--- WORK INSTRUCTIONS ---
Determine how many lines of the listing below contain the string "fence", treating uppercase and lowercase as distinct. Give only the number.

Stored items from a collection
(begin)

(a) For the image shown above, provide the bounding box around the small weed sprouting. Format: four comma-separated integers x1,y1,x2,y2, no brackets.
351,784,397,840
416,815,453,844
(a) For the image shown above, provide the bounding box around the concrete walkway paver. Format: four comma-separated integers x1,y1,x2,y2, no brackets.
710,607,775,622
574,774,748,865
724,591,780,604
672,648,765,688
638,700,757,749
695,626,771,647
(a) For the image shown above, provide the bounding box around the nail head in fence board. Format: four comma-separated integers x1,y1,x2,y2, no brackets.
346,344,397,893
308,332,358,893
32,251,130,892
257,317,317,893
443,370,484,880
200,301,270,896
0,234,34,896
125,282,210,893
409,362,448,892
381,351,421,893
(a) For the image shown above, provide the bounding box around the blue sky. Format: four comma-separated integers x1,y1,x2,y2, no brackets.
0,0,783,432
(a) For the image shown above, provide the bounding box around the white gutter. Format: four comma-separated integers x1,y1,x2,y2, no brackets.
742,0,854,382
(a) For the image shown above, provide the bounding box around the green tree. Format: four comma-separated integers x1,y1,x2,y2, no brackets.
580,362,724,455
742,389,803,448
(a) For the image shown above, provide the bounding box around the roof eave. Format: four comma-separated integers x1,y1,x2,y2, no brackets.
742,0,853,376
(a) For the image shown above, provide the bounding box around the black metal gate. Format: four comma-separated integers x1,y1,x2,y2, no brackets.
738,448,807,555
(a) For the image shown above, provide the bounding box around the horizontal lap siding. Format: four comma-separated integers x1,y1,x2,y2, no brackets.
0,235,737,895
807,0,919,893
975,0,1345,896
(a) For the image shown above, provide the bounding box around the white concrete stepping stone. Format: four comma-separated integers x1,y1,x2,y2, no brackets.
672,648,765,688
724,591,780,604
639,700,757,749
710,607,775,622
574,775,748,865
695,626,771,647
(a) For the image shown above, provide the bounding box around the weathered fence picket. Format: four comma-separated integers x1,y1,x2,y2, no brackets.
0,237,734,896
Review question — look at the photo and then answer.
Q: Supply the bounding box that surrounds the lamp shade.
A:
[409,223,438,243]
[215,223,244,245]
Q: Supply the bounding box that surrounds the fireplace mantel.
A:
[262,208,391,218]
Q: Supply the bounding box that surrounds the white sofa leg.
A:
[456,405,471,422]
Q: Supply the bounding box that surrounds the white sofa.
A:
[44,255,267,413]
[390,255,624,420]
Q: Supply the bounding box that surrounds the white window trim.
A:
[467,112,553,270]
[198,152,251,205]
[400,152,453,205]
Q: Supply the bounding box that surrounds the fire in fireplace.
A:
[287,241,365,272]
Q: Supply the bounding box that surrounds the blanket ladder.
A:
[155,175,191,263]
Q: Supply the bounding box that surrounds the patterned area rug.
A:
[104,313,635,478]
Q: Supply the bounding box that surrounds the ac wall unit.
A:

(end)

--- PROBLEM SOLUTION ---
2